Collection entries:
※ ※ ※

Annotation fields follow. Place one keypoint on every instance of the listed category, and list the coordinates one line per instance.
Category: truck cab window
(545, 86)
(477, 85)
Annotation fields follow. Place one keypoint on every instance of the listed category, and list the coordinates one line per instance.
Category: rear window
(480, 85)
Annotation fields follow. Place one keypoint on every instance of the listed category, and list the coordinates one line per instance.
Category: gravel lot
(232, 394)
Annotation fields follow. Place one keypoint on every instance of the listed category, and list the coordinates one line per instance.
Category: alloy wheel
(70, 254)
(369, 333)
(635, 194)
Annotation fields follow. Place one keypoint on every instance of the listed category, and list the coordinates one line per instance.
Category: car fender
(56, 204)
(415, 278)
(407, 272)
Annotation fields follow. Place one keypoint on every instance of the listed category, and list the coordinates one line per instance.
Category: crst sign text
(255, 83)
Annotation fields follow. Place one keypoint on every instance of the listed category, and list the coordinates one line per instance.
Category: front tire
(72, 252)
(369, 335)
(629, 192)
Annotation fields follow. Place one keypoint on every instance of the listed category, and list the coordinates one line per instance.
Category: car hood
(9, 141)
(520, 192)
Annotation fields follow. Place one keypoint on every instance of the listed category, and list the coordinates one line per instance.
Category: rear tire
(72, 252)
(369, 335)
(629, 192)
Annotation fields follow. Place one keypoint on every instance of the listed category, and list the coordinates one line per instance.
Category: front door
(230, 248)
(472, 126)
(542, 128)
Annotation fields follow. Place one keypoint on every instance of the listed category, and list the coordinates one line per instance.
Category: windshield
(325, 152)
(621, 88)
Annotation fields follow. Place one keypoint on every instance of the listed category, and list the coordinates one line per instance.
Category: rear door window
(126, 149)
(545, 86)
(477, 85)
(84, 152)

※ ※ ※

▶ _Your assignment_
Transcribe, exactly and completely, all of the entries.

▶ _Exercise result_
Annotation fields follow. Place one keypoint on every instance of the listed category, and list the coordinates one line per instance.
Category: truck cab window
(545, 86)
(477, 85)
Annotation fields follow. Place one keypoint on every instance of the listed category, and list the coordinates one line per instance.
Category: rear window
(480, 85)
Annotation fields follow. Place one keypoint on every instance of the listed category, and list the coordinates one line per instance.
Category: gravel lot
(232, 394)
Annotation fields follow. Place one keypoint on every instance of the listed category, and list the coordinates one line per instance.
Category: alloy wheel
(70, 254)
(369, 333)
(635, 194)
Annotation fields follow. Place one keypoint on every instance of the listed category, and list the coordinates one line per instance.
Category: car fender
(56, 204)
(415, 278)
(407, 272)
Annotation fields follow. Place one keypoint on every instance of the listed category, and list the coordinates one line per instance.
Category: crst sign text
(255, 83)
Annotation fields follow. Place one keypoint on every instance of the listed category, and list the coordinates one line per instance.
Category: front tire
(72, 252)
(369, 335)
(629, 192)
Annotation fields follow. Place one keypoint on every instance of the listed category, and list the coordinates one line per instance.
Category: car hood
(9, 141)
(520, 192)
Annotation fields follow. Place one keypoint on every instance of the listed category, and list the coordinates one line per instance.
Category: rear tire
(72, 252)
(369, 335)
(629, 192)
Annotation fields follow. Place one keypoint on every instance of the listed category, and list the coordinates one line per instance.
Category: front door
(230, 248)
(472, 126)
(542, 128)
Annotation fields follow. Place one keypoint on every instance of the listed category, and list the coordinates one line per instance.
Category: windshield
(325, 152)
(621, 88)
Annotation fields follow. Place one keypoint on every instance of the listed category, and list the coordinates one line per instance.
Category: rear door window
(126, 149)
(545, 86)
(477, 85)
(84, 152)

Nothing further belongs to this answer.